-- What you need to do --
a. In the restaurant passage, why is the narrator instantly comfortable joking around with the four men? Answer in one to three sentences.
b. In the restaurant passage, what drink must the narrator remember for table 17?
c. Can you continue the restaurant passage from its last sentence?

-- Excerpted passage --
- congenial or like-minded; likable.
“Good evening, gentlemen,” I say as I set sourdough bread down on the seemingly full table. “It looks like you are set on drinks?” I have three other new tables and am trying to remember the drink order from table 17. Table 14 needs bread. More water on table 18. Did I give the specials on 17 yet? Do we still have enough pork chops to present them as a special? Do we still have enough pork chops for me to have one for dinner?
“What is your name?” the fellow in blue asks. I snap out of my waitress trance. I hadn’t realized I neglected to do my usual introduction. I turn to the man in blue and look him in the eye and breathe a deep breath. Be present. Don’t forget the Tito’s soda with a lemon wedge for table 17. But be present.
“I’m Beth. What is your name?”
He laughs, “Are you serious?”
I assure him I am and learn his name is Rich. I quickly learn he is a feisty sarcastic man and he and his three friends are simpatico to the core. They make eye contact, call me by name, ask questions about my life, seem interested in the answers, and are extremely witty. They remind me of my poker pals back home and I’m instantly comfortable joking around with them.

-- Data shown --

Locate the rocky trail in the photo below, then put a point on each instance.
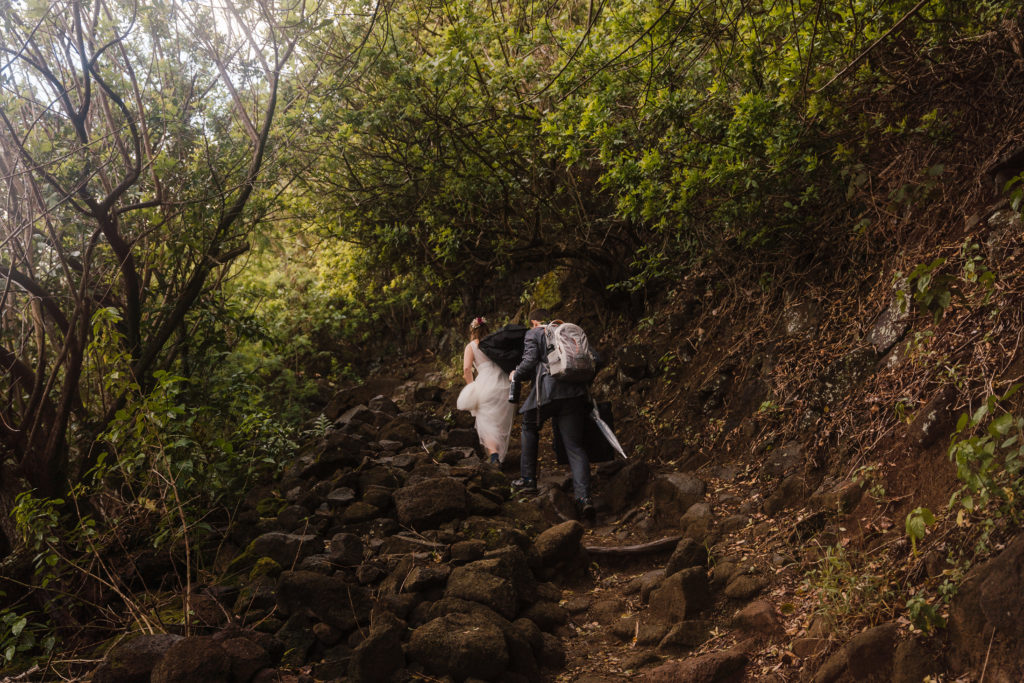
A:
(390, 552)
(743, 540)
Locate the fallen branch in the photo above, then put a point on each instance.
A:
(860, 57)
(667, 543)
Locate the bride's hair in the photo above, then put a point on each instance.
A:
(478, 328)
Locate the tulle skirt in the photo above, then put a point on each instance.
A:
(487, 399)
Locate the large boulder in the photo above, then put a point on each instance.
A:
(430, 503)
(680, 596)
(688, 553)
(559, 544)
(132, 660)
(473, 584)
(285, 549)
(461, 645)
(190, 659)
(626, 487)
(721, 666)
(674, 494)
(868, 655)
(380, 654)
(330, 599)
(986, 622)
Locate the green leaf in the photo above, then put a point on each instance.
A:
(1001, 425)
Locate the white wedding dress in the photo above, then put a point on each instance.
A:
(486, 398)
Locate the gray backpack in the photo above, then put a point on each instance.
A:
(569, 358)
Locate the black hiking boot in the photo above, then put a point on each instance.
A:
(586, 511)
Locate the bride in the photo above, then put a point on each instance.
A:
(486, 396)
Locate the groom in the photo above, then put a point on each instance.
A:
(564, 402)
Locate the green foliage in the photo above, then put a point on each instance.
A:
(988, 451)
(845, 592)
(916, 522)
(931, 289)
(924, 614)
(22, 635)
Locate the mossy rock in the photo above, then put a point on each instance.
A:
(265, 566)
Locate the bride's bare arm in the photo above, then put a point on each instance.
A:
(467, 364)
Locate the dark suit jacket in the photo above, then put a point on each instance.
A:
(534, 367)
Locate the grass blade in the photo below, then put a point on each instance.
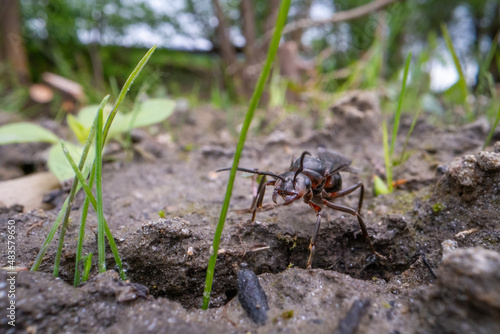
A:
(492, 130)
(90, 197)
(462, 83)
(81, 235)
(73, 192)
(397, 116)
(75, 187)
(101, 246)
(387, 156)
(282, 15)
(125, 89)
(86, 270)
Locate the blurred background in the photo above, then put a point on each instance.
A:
(59, 55)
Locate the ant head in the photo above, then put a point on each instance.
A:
(291, 187)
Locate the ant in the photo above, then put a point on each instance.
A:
(317, 181)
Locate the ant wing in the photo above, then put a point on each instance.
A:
(335, 161)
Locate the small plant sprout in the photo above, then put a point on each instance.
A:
(93, 172)
(273, 48)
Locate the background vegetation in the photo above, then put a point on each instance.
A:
(213, 50)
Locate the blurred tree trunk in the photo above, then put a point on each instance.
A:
(248, 14)
(272, 15)
(228, 54)
(303, 13)
(12, 49)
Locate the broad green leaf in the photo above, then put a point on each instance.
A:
(59, 165)
(81, 132)
(152, 111)
(25, 133)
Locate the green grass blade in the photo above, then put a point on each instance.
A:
(282, 15)
(397, 116)
(462, 83)
(90, 197)
(101, 246)
(81, 236)
(76, 186)
(125, 89)
(387, 157)
(73, 192)
(492, 130)
(86, 270)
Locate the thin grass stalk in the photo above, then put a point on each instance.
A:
(387, 157)
(81, 236)
(492, 130)
(407, 139)
(90, 197)
(73, 192)
(86, 270)
(397, 115)
(125, 89)
(74, 188)
(101, 245)
(282, 15)
(462, 83)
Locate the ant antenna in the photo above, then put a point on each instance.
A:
(253, 171)
(301, 167)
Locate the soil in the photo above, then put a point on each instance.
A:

-- Answers --
a. The narrator is comfortable joking with them because they remind the narrator of the narrator's poker pals back home.

b. A Tito's soda with a lemon wedge.

c.
Somehow we start talking about my book about making friends as an adult. They have a wealth of knowledge and snarky remarks. I wish I had time to write more of them down. Rich asks if I need an editor.
“Oh, are you an editor?”
I give him my email address anyway.
“Send me an email and then I’ll have your email address. That is how that works,” I say.
“Oh, is it? Can you write that down for me?” he quips back.
They start to joke about ordering a mud pie to celebrate Rich’s recent Medicare eligibility. I laugh.
“Why is that funny?” he asks, as if he is offended.
“Because you look far too young to be on Medicare.”
“Oh, Beth, you’ve got this friend-making thing down.”
Simpatico folks make it awfully easy.